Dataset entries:
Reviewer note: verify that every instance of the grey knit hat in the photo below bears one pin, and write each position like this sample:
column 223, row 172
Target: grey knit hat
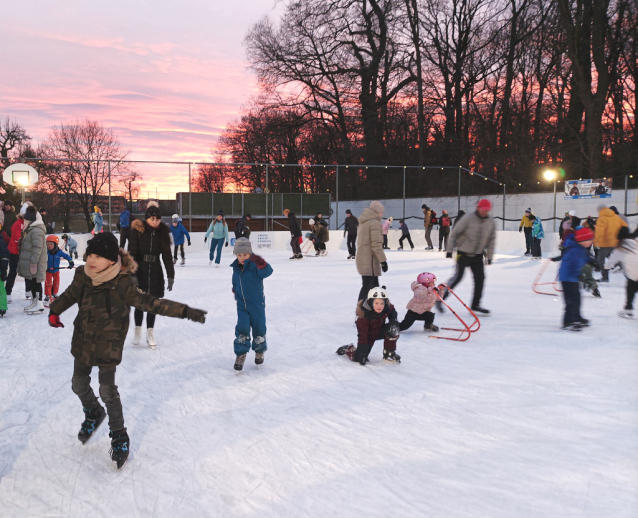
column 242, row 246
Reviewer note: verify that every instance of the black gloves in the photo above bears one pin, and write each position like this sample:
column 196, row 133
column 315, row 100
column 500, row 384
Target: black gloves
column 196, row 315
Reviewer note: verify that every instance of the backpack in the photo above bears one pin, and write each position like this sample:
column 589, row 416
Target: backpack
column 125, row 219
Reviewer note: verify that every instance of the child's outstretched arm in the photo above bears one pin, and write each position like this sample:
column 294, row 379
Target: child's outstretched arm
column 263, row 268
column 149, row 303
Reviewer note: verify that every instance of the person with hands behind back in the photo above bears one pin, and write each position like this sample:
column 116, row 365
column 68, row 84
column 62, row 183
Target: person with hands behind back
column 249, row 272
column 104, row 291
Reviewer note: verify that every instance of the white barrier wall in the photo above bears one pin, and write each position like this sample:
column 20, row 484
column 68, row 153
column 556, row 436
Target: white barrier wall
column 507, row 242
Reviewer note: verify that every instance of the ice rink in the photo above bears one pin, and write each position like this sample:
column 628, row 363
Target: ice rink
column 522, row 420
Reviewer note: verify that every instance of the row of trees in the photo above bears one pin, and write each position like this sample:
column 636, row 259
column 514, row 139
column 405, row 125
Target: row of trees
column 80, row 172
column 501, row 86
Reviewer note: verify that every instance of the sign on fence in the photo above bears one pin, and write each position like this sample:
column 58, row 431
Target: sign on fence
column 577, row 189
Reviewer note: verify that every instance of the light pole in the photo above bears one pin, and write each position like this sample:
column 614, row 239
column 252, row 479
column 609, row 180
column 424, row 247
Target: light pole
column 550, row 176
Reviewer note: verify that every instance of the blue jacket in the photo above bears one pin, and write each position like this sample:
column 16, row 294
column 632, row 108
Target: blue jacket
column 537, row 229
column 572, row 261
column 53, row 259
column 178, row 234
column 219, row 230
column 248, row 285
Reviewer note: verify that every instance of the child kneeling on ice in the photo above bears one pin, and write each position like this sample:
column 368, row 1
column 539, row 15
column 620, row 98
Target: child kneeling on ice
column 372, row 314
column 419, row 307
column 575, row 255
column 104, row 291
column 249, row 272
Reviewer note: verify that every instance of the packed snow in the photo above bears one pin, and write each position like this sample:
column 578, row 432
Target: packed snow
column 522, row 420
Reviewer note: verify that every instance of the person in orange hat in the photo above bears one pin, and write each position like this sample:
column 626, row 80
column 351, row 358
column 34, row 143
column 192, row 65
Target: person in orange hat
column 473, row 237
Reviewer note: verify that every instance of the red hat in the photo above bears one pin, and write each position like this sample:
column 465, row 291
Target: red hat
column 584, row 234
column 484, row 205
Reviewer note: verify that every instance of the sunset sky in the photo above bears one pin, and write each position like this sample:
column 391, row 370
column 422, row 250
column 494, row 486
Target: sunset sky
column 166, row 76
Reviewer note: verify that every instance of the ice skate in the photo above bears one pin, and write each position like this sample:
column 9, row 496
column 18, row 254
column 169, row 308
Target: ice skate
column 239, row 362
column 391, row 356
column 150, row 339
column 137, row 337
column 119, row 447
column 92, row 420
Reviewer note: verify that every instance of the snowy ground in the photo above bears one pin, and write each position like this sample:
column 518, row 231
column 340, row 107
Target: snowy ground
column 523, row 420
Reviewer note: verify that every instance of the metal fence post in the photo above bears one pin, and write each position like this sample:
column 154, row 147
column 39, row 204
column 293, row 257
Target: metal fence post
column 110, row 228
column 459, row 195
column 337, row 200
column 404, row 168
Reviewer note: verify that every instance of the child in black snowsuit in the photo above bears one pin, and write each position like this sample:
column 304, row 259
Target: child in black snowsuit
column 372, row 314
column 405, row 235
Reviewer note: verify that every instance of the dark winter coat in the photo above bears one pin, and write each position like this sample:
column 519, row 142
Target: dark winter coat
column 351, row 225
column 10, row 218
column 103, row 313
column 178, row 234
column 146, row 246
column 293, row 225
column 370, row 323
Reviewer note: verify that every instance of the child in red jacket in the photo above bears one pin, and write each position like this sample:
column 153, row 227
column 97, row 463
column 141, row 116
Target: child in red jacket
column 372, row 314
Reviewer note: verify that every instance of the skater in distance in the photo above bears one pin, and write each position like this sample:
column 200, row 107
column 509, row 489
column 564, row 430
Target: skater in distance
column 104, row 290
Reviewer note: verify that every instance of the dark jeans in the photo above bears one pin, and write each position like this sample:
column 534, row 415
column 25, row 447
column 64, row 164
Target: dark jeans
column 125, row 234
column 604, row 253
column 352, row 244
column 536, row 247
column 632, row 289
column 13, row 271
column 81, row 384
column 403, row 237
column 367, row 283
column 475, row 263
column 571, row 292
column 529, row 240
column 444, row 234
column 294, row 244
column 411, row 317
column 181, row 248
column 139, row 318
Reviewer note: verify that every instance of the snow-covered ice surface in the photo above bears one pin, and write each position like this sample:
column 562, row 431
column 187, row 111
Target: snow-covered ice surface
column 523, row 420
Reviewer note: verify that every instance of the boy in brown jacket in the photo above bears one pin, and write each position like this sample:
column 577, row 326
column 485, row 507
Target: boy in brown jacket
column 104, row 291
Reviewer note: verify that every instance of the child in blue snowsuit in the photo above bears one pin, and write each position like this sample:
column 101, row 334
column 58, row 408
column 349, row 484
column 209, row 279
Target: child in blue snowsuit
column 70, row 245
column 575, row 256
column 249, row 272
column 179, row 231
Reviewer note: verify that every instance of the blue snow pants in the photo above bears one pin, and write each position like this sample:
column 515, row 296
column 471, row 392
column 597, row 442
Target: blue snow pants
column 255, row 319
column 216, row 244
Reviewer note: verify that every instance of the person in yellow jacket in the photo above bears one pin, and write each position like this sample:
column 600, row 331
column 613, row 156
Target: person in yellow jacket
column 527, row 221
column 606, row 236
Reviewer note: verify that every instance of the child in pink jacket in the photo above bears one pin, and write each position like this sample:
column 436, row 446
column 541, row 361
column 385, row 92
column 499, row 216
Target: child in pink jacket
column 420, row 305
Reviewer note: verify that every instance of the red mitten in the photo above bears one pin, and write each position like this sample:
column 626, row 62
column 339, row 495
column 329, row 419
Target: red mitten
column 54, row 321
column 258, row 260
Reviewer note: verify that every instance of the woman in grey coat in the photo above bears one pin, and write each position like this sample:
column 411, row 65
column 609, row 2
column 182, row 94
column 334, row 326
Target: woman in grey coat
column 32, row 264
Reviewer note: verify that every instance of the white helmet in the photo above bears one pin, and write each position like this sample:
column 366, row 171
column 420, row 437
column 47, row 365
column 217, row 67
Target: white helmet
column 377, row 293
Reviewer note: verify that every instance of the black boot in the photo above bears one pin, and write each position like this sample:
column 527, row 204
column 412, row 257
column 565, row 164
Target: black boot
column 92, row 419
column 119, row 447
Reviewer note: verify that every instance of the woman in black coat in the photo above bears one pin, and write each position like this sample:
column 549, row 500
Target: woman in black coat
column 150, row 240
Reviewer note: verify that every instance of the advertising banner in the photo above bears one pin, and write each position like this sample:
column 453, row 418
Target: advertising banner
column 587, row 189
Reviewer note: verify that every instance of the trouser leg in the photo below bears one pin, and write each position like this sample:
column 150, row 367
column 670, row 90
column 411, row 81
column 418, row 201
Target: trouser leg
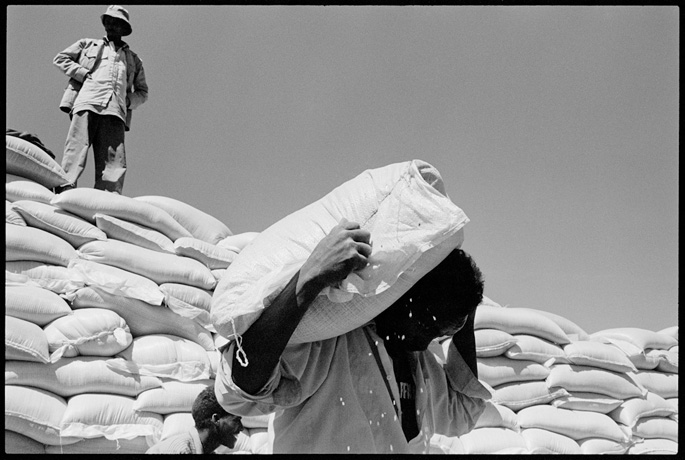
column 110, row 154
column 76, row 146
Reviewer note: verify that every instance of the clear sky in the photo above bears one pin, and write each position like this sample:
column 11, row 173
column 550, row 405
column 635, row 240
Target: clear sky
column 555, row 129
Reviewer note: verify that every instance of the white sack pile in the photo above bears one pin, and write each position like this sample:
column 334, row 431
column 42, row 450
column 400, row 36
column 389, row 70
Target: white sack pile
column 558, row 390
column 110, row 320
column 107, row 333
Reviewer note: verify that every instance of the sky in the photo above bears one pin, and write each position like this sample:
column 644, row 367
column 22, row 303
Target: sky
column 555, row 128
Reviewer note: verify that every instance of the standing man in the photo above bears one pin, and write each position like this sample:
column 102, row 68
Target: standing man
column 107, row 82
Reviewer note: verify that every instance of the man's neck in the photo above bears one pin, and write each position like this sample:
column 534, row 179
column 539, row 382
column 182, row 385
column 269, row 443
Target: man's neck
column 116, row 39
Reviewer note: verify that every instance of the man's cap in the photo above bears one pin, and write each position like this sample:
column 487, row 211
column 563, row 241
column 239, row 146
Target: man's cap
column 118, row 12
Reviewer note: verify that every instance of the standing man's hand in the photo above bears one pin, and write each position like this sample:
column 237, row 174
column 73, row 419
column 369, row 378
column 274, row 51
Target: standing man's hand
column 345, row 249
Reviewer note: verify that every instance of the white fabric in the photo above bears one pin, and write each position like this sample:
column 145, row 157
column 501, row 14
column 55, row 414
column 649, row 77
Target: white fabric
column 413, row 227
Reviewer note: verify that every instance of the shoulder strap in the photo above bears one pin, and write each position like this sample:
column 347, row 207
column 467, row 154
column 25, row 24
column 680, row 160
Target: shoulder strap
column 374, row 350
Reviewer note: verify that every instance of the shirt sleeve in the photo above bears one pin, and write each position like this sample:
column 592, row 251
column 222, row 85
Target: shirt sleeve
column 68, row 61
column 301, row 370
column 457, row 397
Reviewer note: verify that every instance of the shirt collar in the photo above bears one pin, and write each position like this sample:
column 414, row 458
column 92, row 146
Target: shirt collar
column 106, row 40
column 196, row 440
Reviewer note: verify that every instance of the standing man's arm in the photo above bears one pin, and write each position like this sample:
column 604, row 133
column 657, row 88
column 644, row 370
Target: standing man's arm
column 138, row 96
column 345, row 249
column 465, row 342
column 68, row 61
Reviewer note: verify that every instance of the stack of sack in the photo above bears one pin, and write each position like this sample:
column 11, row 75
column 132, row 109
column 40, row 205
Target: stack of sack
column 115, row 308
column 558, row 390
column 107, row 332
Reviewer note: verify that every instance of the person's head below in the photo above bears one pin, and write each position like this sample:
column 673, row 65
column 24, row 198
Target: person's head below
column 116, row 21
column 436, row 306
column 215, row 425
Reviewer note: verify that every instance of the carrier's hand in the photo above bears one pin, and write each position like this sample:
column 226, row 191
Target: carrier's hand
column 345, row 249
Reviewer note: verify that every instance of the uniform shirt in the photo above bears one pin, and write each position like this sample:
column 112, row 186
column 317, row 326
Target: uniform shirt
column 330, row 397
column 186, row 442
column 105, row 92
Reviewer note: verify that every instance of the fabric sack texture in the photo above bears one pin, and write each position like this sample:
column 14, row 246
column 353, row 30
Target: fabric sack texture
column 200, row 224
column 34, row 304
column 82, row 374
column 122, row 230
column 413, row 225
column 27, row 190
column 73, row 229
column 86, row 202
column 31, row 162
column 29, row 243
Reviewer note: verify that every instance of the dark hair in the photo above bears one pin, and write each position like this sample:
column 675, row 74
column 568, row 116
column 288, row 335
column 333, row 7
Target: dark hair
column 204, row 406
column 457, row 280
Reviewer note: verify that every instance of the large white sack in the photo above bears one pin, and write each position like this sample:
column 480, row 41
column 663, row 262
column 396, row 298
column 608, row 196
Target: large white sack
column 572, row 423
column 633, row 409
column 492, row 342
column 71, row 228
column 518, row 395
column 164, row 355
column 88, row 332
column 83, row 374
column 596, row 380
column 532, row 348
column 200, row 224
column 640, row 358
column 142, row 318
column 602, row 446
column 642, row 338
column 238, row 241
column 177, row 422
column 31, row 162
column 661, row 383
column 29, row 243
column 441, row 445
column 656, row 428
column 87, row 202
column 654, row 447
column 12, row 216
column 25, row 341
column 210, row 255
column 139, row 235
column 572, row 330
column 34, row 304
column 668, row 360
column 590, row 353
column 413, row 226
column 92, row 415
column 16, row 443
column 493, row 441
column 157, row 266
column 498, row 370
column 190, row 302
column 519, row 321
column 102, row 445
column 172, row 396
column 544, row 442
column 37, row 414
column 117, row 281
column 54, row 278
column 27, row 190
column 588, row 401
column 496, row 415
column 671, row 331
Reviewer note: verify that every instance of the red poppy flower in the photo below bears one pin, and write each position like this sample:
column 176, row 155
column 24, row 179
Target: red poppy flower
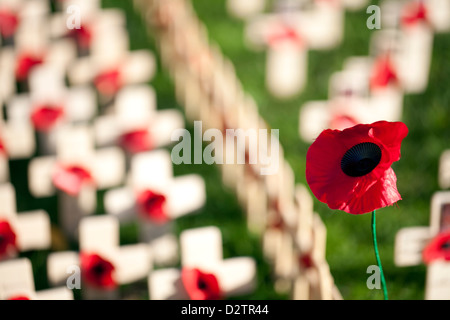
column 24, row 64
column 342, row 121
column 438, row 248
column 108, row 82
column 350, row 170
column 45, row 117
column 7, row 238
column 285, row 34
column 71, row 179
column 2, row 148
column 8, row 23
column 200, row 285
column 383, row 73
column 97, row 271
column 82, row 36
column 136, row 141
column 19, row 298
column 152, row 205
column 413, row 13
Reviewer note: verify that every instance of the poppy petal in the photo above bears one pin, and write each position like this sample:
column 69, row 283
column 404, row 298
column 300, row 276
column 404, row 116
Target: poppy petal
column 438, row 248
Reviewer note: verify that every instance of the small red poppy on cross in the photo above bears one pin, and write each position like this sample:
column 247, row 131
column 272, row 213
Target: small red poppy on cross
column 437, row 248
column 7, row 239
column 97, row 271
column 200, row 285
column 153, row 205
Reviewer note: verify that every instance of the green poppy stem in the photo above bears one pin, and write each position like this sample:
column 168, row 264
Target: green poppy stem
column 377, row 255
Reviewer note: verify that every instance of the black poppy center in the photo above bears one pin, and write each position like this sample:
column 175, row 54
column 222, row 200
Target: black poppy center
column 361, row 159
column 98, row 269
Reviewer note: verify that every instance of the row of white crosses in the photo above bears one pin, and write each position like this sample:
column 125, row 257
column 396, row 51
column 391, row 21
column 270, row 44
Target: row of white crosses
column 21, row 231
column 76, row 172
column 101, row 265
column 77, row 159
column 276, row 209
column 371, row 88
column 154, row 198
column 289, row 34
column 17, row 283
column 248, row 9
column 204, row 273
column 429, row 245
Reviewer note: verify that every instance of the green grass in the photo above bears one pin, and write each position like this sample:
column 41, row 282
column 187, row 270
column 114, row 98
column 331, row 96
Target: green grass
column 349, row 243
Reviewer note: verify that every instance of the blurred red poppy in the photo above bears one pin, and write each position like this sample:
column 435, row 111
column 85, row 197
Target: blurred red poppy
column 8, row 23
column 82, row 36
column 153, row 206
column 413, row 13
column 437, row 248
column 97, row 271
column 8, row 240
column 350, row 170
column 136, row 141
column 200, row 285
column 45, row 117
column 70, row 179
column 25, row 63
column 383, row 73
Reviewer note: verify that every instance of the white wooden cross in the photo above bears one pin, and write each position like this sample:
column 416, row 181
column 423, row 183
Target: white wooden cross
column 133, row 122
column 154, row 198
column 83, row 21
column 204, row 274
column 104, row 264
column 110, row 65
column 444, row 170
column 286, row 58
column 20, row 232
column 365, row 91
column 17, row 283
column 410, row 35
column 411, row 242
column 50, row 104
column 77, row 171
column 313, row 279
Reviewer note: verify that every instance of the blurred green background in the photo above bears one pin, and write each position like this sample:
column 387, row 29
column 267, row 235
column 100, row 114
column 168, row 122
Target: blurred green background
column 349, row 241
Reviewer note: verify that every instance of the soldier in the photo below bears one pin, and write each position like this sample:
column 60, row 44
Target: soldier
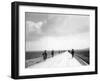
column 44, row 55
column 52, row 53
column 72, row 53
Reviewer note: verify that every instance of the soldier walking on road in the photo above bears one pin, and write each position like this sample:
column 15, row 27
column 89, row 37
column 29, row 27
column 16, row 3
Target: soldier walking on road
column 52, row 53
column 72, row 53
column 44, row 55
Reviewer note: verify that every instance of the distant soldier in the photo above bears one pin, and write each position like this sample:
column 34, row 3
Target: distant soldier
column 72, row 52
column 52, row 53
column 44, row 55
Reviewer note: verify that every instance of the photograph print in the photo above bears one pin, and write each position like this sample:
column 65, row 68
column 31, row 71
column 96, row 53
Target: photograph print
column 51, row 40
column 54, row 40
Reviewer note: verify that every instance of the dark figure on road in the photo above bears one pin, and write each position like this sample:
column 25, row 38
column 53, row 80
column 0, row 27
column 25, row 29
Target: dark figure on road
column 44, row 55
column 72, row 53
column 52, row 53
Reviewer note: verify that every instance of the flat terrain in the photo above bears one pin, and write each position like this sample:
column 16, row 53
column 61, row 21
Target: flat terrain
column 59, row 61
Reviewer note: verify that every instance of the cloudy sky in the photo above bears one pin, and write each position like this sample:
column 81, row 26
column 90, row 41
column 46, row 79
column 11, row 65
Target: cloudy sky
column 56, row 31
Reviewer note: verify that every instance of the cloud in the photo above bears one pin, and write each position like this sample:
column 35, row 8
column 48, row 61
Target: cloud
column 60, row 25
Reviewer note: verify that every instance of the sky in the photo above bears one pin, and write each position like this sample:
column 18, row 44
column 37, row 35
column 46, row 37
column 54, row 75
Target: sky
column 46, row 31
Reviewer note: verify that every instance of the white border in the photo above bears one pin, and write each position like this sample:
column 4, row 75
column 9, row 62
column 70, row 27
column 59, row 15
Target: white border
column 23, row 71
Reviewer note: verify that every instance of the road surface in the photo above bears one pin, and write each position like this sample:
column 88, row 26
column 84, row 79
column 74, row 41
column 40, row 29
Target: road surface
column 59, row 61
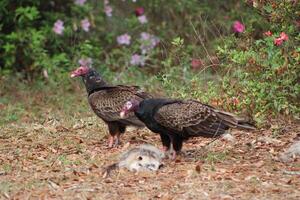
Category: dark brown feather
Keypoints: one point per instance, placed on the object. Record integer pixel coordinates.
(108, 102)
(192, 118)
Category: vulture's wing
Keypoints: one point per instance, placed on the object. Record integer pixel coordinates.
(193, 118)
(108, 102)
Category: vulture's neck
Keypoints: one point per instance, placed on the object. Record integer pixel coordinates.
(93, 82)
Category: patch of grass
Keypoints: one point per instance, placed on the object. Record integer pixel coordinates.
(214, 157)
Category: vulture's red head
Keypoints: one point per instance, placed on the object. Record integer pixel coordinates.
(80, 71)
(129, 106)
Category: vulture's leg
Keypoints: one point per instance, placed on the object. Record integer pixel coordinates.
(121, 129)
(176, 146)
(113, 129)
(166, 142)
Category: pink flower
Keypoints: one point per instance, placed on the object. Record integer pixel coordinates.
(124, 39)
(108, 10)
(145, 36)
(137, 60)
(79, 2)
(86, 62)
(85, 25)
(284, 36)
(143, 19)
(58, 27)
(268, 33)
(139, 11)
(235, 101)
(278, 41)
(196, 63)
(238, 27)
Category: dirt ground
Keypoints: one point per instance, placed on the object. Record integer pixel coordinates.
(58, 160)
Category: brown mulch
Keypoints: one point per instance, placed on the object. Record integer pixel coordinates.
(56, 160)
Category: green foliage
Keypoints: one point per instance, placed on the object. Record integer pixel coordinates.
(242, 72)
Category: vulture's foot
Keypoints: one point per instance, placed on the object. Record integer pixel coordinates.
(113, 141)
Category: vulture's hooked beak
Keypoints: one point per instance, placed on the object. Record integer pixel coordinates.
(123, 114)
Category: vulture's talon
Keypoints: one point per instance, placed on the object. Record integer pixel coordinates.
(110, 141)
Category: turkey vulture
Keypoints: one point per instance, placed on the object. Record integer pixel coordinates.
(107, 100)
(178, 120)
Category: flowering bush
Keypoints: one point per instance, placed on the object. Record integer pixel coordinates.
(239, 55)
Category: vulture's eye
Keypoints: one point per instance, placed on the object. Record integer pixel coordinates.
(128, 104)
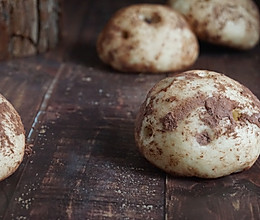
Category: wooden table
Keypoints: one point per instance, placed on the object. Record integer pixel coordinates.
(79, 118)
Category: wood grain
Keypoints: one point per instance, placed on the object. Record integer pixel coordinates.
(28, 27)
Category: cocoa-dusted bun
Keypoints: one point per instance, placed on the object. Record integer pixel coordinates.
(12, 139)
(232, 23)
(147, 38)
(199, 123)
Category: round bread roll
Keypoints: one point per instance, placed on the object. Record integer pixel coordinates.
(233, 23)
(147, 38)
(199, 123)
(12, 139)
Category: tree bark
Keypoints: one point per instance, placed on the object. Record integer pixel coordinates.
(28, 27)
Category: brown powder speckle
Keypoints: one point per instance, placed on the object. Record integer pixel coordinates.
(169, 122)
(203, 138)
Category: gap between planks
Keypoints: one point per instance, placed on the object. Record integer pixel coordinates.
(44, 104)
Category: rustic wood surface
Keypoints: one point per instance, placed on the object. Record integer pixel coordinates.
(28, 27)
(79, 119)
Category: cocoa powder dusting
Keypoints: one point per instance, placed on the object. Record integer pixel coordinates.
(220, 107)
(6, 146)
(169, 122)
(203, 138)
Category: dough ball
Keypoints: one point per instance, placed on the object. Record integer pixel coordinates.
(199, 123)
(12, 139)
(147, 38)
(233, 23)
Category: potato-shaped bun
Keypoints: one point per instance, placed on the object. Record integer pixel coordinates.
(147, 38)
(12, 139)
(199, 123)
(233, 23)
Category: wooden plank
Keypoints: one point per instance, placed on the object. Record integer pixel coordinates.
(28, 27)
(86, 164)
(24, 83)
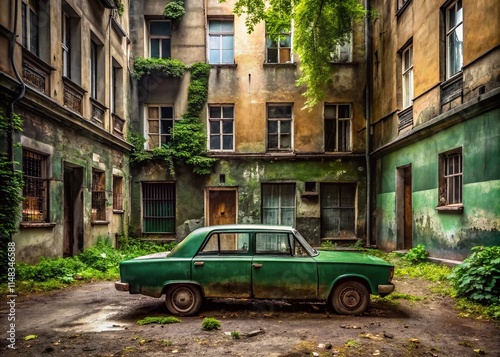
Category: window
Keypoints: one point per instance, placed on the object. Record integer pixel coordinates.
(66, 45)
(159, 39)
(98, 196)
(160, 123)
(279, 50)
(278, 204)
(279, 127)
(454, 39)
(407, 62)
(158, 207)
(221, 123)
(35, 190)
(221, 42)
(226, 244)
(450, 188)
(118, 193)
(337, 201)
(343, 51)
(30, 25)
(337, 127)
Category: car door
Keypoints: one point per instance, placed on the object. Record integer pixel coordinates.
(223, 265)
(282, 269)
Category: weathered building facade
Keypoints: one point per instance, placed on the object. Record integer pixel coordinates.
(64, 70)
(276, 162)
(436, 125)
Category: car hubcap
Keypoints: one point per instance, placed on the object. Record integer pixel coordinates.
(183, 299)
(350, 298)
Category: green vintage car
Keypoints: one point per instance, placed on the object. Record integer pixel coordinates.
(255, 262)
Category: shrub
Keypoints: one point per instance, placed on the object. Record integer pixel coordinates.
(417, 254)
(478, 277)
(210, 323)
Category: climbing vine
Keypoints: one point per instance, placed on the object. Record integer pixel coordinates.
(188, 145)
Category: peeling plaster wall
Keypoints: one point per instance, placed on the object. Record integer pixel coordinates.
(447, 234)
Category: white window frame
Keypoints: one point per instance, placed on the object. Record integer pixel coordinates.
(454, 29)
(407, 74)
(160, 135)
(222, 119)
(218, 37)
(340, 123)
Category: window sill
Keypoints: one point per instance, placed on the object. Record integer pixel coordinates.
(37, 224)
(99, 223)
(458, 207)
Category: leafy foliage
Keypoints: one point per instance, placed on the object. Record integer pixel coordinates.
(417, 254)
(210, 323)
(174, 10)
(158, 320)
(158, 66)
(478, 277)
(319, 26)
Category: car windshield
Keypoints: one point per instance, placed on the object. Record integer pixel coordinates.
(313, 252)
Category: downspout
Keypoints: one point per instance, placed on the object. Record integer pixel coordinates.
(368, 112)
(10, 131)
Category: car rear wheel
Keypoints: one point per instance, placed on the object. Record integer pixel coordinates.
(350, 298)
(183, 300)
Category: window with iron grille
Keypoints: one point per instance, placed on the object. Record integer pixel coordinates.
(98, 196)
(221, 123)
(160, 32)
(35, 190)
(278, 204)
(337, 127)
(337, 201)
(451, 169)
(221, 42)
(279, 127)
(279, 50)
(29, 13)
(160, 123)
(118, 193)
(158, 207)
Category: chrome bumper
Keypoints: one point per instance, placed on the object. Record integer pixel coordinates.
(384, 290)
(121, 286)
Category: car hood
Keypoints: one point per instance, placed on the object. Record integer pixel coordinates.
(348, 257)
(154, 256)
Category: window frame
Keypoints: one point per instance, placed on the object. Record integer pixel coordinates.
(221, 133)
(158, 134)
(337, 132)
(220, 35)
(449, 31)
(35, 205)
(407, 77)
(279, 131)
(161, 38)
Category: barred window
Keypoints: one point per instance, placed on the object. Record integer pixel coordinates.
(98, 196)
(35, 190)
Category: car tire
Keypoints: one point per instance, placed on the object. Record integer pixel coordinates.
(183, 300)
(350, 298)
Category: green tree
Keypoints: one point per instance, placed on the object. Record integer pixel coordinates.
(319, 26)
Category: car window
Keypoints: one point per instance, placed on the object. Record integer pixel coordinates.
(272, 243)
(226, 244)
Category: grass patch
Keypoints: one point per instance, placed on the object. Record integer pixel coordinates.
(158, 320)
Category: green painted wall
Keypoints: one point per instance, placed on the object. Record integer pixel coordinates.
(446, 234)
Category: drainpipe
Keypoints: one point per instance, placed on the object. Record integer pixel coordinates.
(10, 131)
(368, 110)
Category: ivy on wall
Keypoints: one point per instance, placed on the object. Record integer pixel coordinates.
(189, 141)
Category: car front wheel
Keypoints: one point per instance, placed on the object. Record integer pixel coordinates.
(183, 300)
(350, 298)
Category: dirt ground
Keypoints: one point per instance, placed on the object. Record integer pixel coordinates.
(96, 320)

### Activity
Return, from the data, each line where the string "cocoa" occurs.

### Task result
Category: cocoa-dusted bun
Category: cocoa powder dusting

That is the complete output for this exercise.